Angezeigter Text
* * *

Gedanken zur Simulationshypothese

Liebe Simulanten,

die Theorie, dass unsere Realität in Wirklichkeit eine Computersimulation ist bzw. wir alle in einer Art Matrix leben, ist so absurd und faszinierend, dass ich heute wieder darüber schreiben muss. Zuletzt hatte ich sie hier erwähnt, zusammen mit anderen Alternativen zur - überschätzten - Urknalltheorie.

Falls jemand noch nicht davon gehört hat, es geht darum, dass wir eventuell eine (für uns) supergenaue Simulation einer höherentwickelten Zivilisation sind, die über weit mehr Rechnerkapazität verfügt als wir heute haben. Möglicherweise sind es unsere eigenen Nachkommen (falls wir uns nicht vorher ausrotten oder in die Steinzeit zurückbombardieren), die auf diese Weise Geschichtsforschung betreiben - genauso wie wir mittelalterliche Musikinstrumente nachbauen oder Katapulte aus der Römerzeit. Wir lieben es, Dinge zu simulieren, von SimCity bis hin zu immer komplexeren Wettersimulationen und virtuellen Produkt- und sonstigen Tests, die Tests in der Realität zunehmend ablösen. Also eigentlich naheliegend, dass unsere Nachfahren das perfektionieren werden. An der Rechnerleistung wird es sicher nicht scheitern, wenn man annimmt, dass es eines Tages automatisierte Rechnerfabriken geben wird, die z.B. im Asteriodengürtel Metalle in Computer verwandeln werden können.

* * *

Einträge zur Punktmarkierung in Bildern:
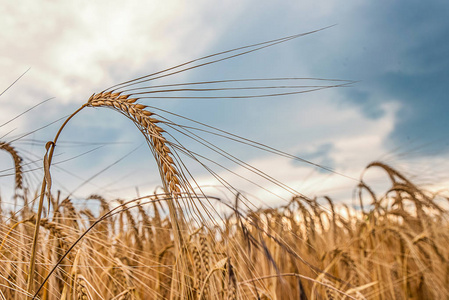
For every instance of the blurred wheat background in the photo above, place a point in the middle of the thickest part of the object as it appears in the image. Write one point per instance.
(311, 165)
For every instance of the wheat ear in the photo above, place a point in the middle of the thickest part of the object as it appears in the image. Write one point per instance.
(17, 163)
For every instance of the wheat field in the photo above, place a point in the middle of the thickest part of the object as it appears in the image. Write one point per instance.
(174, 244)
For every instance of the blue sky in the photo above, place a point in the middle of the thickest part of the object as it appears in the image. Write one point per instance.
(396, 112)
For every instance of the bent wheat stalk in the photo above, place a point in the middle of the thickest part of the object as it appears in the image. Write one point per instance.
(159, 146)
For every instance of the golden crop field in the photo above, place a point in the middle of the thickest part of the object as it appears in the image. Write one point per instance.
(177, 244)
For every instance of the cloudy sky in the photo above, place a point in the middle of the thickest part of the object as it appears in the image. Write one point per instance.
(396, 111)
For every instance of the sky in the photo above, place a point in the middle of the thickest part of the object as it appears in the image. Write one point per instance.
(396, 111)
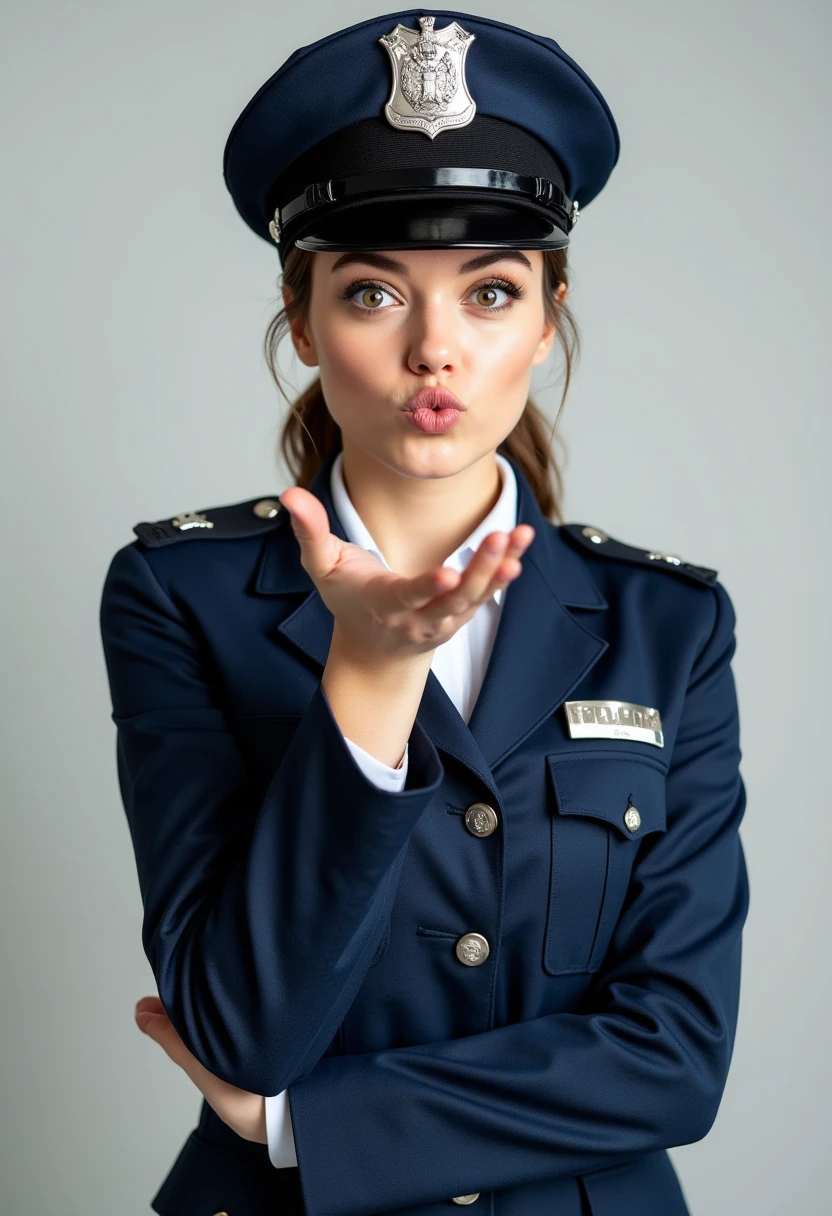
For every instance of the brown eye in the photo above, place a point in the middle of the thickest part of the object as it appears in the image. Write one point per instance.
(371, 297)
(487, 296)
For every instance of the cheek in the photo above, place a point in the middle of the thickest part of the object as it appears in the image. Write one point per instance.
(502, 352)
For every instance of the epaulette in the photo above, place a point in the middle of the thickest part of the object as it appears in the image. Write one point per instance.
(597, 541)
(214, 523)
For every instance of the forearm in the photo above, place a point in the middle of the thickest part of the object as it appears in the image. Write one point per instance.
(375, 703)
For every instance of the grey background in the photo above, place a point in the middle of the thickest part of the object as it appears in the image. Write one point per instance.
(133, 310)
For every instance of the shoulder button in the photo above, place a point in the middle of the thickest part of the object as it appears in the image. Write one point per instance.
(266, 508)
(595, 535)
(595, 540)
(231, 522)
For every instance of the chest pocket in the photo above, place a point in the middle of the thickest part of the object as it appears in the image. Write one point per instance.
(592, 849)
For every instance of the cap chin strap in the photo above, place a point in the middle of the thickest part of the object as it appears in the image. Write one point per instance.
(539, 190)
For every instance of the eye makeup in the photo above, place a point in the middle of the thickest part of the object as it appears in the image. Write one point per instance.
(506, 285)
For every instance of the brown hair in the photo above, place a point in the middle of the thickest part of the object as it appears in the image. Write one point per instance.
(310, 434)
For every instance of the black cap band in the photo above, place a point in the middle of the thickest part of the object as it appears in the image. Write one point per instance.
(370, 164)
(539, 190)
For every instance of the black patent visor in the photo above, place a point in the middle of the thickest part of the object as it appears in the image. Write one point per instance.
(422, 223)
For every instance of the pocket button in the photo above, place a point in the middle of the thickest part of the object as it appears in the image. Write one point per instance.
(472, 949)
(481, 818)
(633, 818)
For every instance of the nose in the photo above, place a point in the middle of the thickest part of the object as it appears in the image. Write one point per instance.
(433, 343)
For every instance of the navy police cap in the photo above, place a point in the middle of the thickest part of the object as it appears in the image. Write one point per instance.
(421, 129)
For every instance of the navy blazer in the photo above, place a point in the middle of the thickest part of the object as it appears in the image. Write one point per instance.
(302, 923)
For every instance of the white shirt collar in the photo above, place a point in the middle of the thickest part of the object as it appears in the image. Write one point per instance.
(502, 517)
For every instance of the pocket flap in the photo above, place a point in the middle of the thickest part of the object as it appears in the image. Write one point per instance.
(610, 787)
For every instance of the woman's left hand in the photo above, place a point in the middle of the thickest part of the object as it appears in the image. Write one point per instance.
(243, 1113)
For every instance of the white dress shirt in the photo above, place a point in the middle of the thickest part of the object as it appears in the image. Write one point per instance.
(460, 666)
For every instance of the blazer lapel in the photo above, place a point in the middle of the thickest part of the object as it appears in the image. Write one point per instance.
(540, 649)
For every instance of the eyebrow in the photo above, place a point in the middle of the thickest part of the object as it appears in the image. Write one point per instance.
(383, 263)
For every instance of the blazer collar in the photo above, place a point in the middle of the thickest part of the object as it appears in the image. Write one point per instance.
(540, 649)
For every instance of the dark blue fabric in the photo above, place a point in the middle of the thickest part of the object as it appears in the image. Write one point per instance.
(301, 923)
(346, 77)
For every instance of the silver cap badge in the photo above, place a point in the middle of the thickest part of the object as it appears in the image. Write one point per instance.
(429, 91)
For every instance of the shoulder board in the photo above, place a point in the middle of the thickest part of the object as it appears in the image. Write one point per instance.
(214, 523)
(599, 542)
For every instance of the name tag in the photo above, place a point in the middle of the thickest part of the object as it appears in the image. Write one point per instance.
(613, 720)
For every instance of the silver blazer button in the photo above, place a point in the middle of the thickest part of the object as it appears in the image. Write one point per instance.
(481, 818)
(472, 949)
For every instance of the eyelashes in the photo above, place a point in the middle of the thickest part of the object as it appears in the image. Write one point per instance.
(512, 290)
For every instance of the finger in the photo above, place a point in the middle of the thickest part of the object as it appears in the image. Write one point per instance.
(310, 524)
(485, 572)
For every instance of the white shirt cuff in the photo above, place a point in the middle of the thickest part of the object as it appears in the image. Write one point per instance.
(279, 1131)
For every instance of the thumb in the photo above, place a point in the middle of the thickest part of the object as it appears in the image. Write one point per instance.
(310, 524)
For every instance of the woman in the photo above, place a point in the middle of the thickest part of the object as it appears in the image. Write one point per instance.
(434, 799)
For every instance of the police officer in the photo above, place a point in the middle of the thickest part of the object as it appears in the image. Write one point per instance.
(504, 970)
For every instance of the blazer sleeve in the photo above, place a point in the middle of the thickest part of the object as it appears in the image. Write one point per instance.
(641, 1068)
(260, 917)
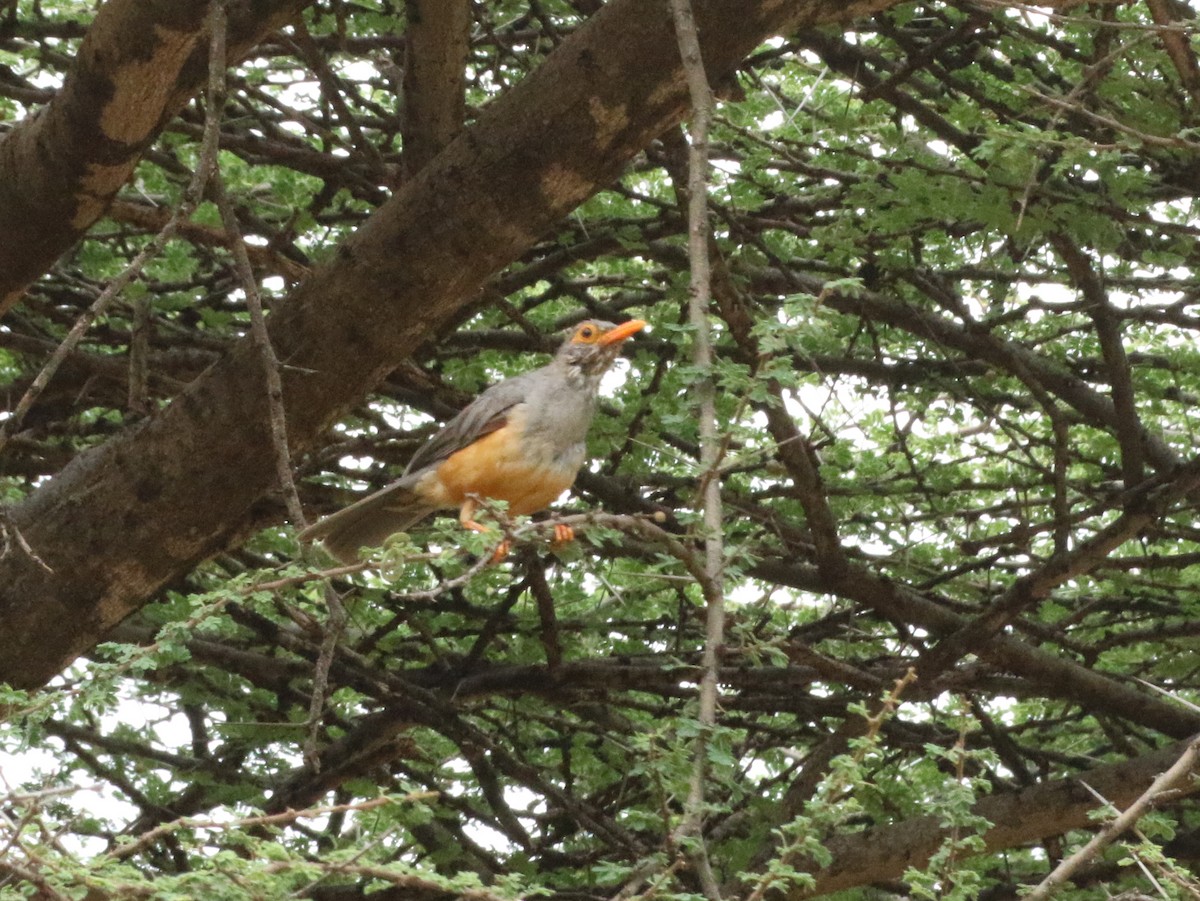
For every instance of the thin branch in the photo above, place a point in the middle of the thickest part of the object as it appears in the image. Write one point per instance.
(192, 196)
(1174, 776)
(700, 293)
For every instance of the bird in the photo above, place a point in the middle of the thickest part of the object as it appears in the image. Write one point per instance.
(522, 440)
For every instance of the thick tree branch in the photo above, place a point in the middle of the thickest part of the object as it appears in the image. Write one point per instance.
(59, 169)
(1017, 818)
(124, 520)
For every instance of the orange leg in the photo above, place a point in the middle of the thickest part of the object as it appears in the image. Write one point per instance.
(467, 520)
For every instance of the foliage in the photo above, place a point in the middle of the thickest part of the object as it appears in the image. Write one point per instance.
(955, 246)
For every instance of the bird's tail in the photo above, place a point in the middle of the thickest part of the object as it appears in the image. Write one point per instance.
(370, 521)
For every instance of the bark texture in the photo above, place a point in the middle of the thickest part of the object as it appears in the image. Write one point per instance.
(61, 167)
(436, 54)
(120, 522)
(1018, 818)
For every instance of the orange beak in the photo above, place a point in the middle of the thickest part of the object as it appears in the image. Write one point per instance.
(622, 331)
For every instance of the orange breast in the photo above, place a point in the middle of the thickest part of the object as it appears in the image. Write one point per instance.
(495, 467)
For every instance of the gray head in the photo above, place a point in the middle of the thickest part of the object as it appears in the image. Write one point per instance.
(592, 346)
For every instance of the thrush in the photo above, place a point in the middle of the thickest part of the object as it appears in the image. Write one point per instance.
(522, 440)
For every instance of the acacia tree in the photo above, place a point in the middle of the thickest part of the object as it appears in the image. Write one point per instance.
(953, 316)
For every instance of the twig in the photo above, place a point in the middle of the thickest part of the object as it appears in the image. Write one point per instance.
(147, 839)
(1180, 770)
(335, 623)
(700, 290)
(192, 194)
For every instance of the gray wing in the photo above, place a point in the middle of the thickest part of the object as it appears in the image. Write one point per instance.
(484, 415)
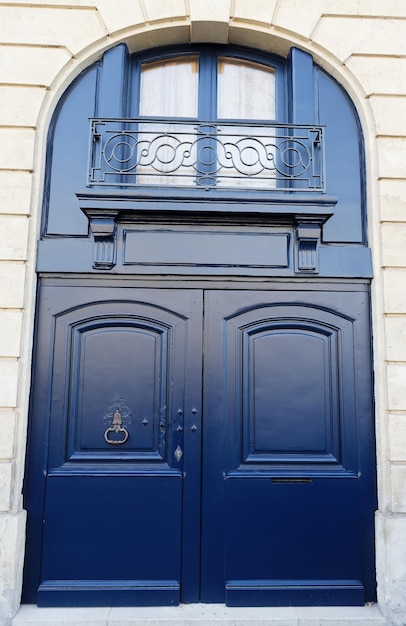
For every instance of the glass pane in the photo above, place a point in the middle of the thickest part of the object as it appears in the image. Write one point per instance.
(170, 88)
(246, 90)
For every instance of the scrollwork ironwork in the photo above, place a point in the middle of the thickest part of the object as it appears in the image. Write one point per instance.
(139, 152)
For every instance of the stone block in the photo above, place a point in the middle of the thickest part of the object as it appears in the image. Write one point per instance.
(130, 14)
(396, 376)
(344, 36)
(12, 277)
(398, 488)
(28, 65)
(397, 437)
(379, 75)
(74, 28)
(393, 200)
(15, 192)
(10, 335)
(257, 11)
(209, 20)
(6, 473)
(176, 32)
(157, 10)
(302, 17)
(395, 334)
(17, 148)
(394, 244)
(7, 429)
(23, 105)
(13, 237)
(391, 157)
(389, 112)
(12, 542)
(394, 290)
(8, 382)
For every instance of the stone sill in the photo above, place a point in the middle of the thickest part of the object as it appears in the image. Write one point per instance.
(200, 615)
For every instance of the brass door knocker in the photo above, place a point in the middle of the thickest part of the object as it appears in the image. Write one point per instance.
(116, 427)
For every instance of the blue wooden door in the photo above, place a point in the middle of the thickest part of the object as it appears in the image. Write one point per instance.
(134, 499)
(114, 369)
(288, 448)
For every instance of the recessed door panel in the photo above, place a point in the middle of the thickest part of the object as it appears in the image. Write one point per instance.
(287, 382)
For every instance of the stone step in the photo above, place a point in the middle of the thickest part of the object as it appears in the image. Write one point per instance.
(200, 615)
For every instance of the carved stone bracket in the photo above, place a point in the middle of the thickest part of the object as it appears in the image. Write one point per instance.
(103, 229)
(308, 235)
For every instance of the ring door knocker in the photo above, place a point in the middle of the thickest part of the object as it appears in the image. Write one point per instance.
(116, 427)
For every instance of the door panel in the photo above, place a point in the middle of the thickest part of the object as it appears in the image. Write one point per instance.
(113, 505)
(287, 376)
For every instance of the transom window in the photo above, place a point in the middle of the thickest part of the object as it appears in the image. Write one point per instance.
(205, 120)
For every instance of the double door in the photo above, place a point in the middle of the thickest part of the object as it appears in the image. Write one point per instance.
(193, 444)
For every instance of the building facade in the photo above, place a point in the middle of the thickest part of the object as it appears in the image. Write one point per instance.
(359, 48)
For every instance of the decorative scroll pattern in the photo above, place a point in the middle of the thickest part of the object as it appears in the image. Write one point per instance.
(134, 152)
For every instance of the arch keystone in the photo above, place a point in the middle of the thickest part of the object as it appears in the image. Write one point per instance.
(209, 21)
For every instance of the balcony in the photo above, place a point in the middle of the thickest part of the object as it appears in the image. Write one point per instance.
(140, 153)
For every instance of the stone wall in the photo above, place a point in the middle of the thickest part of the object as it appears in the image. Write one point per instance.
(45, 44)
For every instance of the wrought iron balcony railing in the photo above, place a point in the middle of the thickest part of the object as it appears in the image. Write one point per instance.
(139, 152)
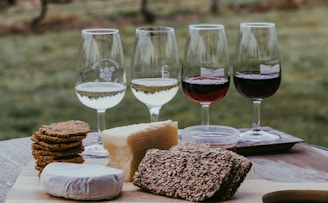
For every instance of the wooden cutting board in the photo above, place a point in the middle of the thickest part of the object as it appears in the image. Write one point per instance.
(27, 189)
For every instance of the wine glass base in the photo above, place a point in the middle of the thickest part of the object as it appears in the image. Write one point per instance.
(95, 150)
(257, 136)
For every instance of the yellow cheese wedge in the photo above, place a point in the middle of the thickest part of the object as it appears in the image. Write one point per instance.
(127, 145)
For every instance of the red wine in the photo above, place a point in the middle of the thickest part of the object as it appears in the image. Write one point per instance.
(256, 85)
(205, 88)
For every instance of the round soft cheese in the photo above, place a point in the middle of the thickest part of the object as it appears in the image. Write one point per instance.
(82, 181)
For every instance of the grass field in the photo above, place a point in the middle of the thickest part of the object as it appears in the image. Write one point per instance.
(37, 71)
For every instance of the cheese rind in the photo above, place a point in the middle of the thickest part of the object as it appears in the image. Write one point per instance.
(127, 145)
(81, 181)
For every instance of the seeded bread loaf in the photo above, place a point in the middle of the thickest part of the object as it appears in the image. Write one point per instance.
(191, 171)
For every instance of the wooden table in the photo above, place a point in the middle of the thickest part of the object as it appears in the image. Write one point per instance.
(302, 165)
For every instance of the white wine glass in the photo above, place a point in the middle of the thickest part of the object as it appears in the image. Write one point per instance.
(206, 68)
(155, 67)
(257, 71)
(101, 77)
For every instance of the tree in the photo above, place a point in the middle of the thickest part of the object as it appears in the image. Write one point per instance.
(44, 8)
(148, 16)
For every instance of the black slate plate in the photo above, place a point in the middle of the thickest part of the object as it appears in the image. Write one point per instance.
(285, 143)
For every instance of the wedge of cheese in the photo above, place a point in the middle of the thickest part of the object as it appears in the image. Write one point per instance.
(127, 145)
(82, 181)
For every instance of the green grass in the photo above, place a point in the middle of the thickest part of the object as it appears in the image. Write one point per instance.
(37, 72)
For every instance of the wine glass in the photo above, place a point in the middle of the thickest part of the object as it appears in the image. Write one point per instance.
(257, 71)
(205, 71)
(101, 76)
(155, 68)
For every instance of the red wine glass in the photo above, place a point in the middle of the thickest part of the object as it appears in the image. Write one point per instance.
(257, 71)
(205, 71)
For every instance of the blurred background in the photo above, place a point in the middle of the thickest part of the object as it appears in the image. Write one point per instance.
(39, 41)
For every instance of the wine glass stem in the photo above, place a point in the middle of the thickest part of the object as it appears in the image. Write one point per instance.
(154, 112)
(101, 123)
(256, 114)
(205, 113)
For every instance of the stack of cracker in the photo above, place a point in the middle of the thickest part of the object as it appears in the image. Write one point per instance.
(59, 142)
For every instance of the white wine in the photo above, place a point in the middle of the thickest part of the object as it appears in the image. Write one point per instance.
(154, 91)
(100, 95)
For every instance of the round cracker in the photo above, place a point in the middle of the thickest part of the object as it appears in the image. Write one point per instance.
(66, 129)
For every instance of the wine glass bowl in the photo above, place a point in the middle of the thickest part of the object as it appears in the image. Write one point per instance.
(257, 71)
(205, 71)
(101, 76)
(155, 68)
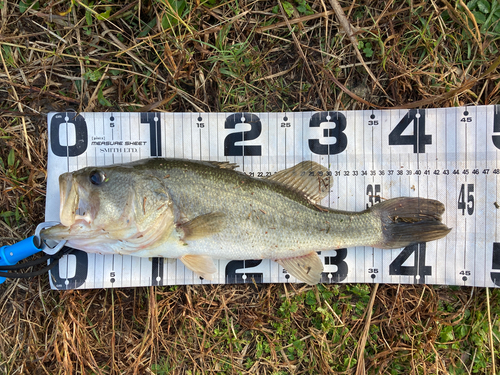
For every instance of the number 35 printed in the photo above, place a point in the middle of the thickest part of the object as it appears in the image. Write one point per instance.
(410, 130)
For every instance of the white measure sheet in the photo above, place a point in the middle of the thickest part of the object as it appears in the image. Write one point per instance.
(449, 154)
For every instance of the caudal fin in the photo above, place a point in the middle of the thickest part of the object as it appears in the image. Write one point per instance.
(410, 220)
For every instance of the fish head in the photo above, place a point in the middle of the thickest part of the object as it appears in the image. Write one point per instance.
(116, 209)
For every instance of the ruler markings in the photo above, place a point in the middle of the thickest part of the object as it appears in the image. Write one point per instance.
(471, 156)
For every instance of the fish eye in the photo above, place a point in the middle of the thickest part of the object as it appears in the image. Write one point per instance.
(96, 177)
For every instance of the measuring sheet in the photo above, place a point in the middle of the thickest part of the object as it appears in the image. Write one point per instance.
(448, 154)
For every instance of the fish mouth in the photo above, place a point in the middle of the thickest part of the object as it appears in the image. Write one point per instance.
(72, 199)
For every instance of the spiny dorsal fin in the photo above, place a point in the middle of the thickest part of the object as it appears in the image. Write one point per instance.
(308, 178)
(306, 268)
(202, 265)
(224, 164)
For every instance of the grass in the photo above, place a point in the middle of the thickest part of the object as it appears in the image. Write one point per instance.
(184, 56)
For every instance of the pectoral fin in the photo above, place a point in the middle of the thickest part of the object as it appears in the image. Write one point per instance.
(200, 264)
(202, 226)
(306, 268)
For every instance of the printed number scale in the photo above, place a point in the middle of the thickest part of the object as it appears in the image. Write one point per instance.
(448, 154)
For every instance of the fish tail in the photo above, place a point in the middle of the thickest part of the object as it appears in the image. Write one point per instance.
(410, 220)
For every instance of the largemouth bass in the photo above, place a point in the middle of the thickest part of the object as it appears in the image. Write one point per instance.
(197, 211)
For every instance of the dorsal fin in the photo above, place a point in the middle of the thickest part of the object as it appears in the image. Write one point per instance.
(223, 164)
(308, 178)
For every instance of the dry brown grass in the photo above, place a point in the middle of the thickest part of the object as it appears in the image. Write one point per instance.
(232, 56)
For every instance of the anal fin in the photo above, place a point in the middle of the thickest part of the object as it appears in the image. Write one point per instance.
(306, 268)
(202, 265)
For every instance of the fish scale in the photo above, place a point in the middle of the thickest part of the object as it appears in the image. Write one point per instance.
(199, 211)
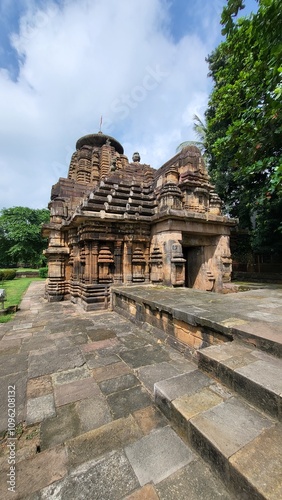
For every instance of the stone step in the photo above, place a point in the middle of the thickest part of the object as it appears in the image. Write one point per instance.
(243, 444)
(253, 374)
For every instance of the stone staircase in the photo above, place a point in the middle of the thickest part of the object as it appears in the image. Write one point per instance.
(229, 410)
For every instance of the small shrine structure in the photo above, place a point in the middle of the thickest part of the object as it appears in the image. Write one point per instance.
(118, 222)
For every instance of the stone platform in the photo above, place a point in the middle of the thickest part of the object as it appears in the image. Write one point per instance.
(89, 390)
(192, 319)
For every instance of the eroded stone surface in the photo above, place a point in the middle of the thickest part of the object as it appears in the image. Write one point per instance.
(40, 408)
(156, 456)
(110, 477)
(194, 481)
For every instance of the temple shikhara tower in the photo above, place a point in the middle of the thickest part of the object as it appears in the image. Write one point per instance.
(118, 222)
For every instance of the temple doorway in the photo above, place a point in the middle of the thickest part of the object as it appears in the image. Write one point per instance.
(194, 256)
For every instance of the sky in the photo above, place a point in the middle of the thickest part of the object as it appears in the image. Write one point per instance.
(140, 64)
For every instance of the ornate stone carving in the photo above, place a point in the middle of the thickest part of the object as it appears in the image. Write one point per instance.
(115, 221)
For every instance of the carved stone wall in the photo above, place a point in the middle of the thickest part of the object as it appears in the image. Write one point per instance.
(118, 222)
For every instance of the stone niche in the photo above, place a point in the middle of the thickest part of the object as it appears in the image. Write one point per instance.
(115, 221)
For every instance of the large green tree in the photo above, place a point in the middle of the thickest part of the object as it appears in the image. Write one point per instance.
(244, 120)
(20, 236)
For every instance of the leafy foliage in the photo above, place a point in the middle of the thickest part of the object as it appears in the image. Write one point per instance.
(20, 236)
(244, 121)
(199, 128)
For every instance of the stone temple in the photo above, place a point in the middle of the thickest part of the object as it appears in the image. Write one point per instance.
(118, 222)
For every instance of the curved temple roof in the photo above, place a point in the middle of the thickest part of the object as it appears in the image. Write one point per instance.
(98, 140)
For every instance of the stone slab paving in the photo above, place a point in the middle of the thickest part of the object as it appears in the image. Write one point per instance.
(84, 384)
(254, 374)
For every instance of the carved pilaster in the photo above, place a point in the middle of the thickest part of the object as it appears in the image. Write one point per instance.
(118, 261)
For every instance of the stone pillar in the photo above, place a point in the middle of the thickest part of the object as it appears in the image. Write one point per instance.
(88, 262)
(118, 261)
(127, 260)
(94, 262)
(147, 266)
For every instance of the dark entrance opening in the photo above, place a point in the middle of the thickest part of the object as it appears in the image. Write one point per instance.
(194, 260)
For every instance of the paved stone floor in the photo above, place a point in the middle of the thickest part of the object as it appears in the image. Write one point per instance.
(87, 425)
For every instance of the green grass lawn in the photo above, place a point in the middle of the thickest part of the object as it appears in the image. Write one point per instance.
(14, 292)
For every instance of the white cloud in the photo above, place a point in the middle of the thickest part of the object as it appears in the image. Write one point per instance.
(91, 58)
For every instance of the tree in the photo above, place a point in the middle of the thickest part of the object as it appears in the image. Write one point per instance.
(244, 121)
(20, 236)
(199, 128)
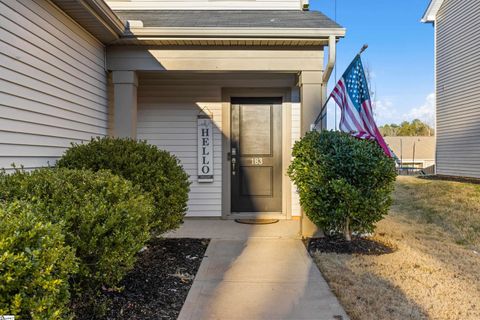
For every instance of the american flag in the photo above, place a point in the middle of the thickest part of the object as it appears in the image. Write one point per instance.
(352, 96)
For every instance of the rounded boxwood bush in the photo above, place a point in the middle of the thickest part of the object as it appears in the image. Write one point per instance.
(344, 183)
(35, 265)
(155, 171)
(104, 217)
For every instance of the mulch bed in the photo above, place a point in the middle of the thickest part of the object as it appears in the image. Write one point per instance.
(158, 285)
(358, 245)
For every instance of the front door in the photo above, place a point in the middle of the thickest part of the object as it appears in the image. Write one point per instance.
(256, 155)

* * *

Aufgaben und Übungen
1. Trage alle Zeilen der Einträge zusammen, in denen die Zeichenfolge „brown“ vorkommt, und gib jede davon unverändert wieder.
2. Führe den Text über die Simulationshypothese im selben Ton weiter und beginne nach seinem letzten Satz.
Der Text und die Einträge sind voneinander unabhängiges Material.

Lösungen der Aufgaben
1.
For every instance of the brown eye in the photo above, place a point in the middle of the thickest part of the object as it appears in the image. Write one point per instance.
For every instance of the brown hair in the photo above, place a point in the middle of the thickest part of the object as it appears in the image. Write one point per instance.
For every instance of the dry brown grass in the photo above, place a point in the middle of the thickest part of the object as it appears in the image. Write one point per instance.

2.
Was spricht denn überhaupt dafür, dass wir in einer Simulation leben?

Eine gute Frage, denn starke Behauptungen bedürfen zweifellos auch starker Belege! Hier eine Auswahl der Argumente:

  1. Nicht nur digitale Simulationen, sondern auch unser Universum selbst basiert letztlich auf Ja/Nein-Entscheidungen. Wie schon der Physiker John Archibald Wheeler 1889 dargelegt hat (1), können alle Fragen des Universums mit Ja oder Nein beantwortet werden, wenn man nur lange genug nachfragt. Da jede physische Gegebenheit unseres Universums letztlich aus einfachen Ja/Nein-Informationen besteht, ist unsere Realität auch ohne Annahme einer Simulation einem Computerprogramm nicht unähnlich! Auch Konrad Zuse, der Erfinder des ersten Computers, hatte 1969 in seinem Buch "Der rechnende Raum" das Universum als "digitale Maschine" konzipiert. Er war damit auch Wegbereiter der "Digitalen Physik" (2). Andere haben den Informationsgehalt des gesamten Universums seit seines Beginns mit 10120 bis 10122 Bit geschätzt (3).

  2. Unser Universum ist genau so aufgebaut, mit exakt den Werten der physikalischen Konstanten, sodass Leben ermöglicht wird. Blosser Zufall? Natürlich, wäre es anders, wären wir nicht da, um das festzustellen. So gesehen gibt es eventuell abermillionen Universen und nur wenige, die Leben tragen können, unter anderem unseres. Aber die Annahme der Simulationshypothese erklärt viel einfacher diesen scheinbaren Zufall, ohne erst Millionen anderer Universen erfinden zu müssen. Auch unter der (wahrscheinlichen) Annahme, dass es sehr viele, auch technisch hochstehende Zivilationen im Universum gibt, die Myriaden simulierter Universen am Laufen haben, wie hoch ist die Wahrscheinlichkeit, dass wir ausgerechnet im einzigen echten Universum leben und nicht in einem der simulierten?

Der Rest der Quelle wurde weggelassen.